[Recorded data — start]

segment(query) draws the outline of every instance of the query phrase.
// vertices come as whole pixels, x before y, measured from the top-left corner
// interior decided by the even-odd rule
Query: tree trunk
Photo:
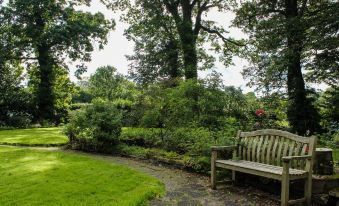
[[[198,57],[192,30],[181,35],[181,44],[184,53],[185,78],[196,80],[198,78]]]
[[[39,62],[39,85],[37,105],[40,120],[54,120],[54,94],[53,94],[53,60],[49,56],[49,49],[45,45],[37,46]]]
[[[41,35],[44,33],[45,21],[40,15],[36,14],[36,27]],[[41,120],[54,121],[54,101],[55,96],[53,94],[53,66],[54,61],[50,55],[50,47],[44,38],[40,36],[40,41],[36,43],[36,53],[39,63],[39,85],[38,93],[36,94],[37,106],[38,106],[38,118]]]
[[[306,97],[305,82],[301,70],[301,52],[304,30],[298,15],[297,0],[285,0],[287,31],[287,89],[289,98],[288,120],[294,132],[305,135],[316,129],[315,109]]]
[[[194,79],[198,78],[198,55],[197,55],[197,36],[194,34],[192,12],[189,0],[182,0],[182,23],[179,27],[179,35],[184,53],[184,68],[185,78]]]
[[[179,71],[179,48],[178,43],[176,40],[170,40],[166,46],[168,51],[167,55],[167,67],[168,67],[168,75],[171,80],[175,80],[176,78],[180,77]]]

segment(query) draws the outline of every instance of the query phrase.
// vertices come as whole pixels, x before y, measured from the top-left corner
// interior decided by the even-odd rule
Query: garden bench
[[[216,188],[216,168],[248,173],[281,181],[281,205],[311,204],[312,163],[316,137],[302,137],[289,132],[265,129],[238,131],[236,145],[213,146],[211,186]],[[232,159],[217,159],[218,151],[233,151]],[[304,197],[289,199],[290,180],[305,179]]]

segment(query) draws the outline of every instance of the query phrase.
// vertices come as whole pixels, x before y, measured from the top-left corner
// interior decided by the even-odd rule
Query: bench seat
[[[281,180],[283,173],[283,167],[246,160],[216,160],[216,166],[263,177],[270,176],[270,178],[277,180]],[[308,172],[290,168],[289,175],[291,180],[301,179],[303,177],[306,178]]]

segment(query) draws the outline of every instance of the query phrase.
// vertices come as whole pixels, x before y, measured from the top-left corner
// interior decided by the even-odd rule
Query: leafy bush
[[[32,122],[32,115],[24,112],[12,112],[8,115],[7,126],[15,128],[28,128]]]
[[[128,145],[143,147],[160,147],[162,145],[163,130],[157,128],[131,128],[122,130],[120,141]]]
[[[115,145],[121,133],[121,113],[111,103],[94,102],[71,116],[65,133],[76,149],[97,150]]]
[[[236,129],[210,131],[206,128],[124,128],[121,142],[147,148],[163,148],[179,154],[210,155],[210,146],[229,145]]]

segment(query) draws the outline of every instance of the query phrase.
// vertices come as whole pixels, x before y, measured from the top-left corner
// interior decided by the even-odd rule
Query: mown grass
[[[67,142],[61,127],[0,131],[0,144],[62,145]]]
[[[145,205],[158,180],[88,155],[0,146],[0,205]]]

[Recorded data — finish]
[Recorded data — start]

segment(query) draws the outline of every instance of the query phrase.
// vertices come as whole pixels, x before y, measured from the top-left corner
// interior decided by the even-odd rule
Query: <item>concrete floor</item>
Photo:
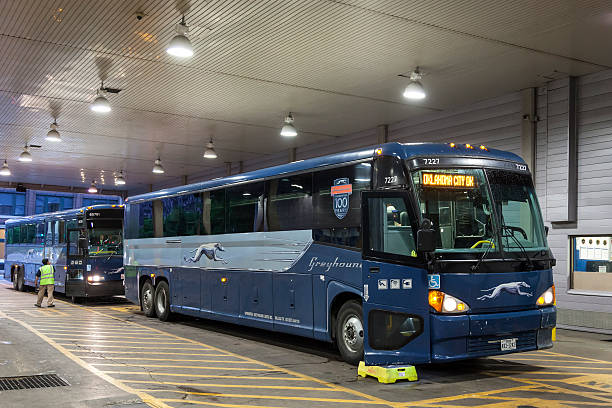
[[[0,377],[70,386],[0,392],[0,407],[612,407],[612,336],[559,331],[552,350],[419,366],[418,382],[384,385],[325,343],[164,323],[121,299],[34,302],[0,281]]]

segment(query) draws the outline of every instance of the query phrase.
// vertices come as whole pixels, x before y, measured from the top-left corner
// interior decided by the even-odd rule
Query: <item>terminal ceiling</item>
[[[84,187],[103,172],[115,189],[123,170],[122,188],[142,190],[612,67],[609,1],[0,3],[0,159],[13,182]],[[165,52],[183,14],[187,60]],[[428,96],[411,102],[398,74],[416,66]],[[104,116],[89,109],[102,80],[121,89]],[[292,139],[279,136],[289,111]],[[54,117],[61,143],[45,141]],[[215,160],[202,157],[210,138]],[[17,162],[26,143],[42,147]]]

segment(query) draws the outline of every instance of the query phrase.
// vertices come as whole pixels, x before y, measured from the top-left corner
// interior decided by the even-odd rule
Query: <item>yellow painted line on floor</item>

[Recorded data — finish]

How to complete this task - Return each line of the data where the word "floor" appears.

Solution to this exercise -
Query: <item>concrete floor</item>
Query: <item>yellow painted line on floor</item>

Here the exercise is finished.